## What to work on
Can you copy the lines from the one that contains "target | wooden cart" through the end of the material below, exactly and with nothing else?
---+---
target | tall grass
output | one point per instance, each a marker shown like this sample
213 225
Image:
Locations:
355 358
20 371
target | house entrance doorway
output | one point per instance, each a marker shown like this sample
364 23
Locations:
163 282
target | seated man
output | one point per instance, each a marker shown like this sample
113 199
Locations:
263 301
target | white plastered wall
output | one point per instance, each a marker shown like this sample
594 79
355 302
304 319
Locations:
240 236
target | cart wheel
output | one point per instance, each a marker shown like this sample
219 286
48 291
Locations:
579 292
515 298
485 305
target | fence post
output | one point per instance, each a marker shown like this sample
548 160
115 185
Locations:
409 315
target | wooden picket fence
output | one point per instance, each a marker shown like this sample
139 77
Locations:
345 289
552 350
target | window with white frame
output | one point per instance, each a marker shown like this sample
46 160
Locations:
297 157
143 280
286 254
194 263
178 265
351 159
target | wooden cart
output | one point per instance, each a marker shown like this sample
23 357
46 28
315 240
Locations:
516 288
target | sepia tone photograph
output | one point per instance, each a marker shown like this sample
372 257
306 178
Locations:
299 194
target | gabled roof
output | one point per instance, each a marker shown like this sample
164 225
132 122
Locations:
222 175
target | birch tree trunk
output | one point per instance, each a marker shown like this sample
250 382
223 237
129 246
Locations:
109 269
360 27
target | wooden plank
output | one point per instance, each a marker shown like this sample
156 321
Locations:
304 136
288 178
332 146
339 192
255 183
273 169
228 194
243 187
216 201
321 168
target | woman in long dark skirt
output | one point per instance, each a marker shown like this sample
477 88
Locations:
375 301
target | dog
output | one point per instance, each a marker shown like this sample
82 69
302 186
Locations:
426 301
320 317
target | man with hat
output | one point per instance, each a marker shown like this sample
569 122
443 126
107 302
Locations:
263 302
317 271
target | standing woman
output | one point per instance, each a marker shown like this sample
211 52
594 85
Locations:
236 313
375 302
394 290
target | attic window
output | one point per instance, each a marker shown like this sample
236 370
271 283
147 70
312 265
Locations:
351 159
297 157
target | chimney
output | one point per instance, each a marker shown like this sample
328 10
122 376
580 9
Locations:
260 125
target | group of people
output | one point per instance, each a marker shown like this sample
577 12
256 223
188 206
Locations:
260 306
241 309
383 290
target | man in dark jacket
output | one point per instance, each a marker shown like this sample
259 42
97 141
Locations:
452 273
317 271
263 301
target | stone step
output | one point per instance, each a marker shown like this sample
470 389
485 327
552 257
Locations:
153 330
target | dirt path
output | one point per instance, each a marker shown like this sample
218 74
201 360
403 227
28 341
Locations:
---+---
## Final result
target | wooden cart
output | one point per instance, each a marker shown like this sample
23 357
46 28
315 240
Locations:
516 288
target | sepia tone photograph
output | one point per instance, each a marker shown like this sample
372 257
306 178
Locations:
299 194
target | gabled roof
output | one point per instance, each a marker shown like this sample
164 225
132 122
Locations:
222 175
target | birch tree trunk
output | one point per instance, each a marker shown like this sample
250 382
223 237
129 246
Locations:
109 269
360 27
target | wooden plank
output | one point per instance, each a marker shown like this sample
156 321
Locations:
304 136
288 178
332 146
339 192
255 183
273 169
228 194
243 187
216 201
321 168
target | woman in long dark skirt
output | one point per instance, each a marker shown like this sample
477 88
Locations:
375 301
target | dog
output | one point per instance, each a marker shown like this sample
82 69
302 186
Locations:
426 301
320 317
target | man with hat
output | one point per instance, each a marker shown like this sample
569 122
443 126
107 302
Locations:
263 302
317 271
target | standing woman
output | one point per instance, each a marker shown like this sample
211 52
594 85
Locations:
236 313
375 302
394 290
target | attic window
output | one point per instance, each a marker shown like this sample
236 370
271 283
147 70
312 265
Locations:
351 159
297 157
target | chimney
output | one point per instance, each a marker shown like this sample
328 10
122 376
580 9
Locations:
260 125
target | group of people
output | one point per instance, each a marker shown like this sample
577 12
256 223
188 206
Locations:
260 306
241 309
383 290
target | man in dark jacket
output | one point per instance, each a marker shown like this sample
259 42
97 141
Locations:
452 273
317 271
263 301
target | stone step
output | one point per instance, each a marker shown like this sample
470 389
485 327
552 257
Locations:
153 330
target | dirt path
output | one point per instance, each a marker shown like this sample
218 74
201 360
403 227
28 341
Locations:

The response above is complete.